**** Data for this exercise ****

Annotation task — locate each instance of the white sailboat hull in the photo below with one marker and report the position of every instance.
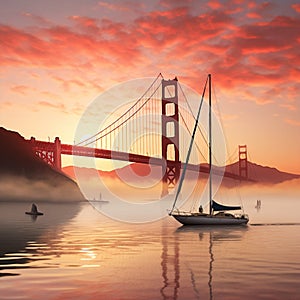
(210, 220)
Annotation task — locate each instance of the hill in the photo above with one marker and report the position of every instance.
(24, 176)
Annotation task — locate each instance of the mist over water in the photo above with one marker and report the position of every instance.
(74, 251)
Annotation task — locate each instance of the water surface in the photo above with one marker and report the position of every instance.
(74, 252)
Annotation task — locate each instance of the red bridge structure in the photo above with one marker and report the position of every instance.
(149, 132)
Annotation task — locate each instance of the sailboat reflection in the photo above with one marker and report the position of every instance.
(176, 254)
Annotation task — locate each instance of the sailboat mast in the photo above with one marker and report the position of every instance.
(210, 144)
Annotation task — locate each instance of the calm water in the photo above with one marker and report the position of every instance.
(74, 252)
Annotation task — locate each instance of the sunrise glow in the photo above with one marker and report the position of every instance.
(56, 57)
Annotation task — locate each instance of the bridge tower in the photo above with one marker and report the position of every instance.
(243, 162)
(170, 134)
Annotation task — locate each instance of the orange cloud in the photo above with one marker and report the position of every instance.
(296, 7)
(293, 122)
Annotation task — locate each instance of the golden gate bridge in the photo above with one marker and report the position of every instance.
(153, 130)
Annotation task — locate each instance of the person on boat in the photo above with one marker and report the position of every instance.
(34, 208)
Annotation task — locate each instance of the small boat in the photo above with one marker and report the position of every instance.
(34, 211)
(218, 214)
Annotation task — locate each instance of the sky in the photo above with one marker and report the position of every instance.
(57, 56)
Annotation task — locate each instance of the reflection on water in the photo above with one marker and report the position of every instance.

****

_Goal of the exercise:_ Type out each line of the records above exactly, skipping any pictures.

_Result of the exercise:_
Annotation task — locate each instance of the white sailboat hull in the photo below with one marker and report the position of every instance.
(210, 220)
Annotation task — locate each instance of the hill in the photo above with one marker and report the position of every instance.
(24, 176)
Annotation task — locate each instance of the mist over water in the photo above with one marker and report the position of every instance.
(74, 251)
Annotation task — locate each instance of the water surface in the photo above with one marker and report the position of every instance.
(74, 252)
Annotation task — locate each instance of the red bridge structure in the photo above with one marker and report the position of every instance.
(149, 132)
Annotation task — locate each instance of the sailboat reflection in the photo above with one marker and report the position of every instance.
(176, 254)
Annotation task — locate each instance of the sailboat mast in the photo above with one marker and report the position of every instance.
(210, 144)
Annotation task — locate each instance of the calm water in the photo above with one marker and report the position of every instance.
(74, 252)
Annotation task — locate each instance of the sunrise glow in the photo above with one marker and report the position of every instance.
(56, 57)
Annotation task — locate each instance of the bridge tower in the photo above with one marker and report the position of every instance.
(243, 162)
(170, 134)
Annotation task — locate each instance of the orange cloud in the photo above with one marker and report the position of every instance.
(296, 7)
(293, 122)
Annotation task — locate each instance of the golden gate bridge in the photo above with one marker and report the position of every instance.
(153, 130)
Annotation task — locate each instance of the person on boat in the photo above with one marker and report the position of every instance.
(34, 208)
Annotation task — locate each instance of the small boat in the photo above with one marker and report the position of every instance.
(34, 211)
(218, 214)
Annotation task — locate each instance of the sky in the photo above with one marker and report the position of every instance.
(57, 56)
Annotation task — locate each instance of the reflection on water in the photo above with one marker and report the position of every instance.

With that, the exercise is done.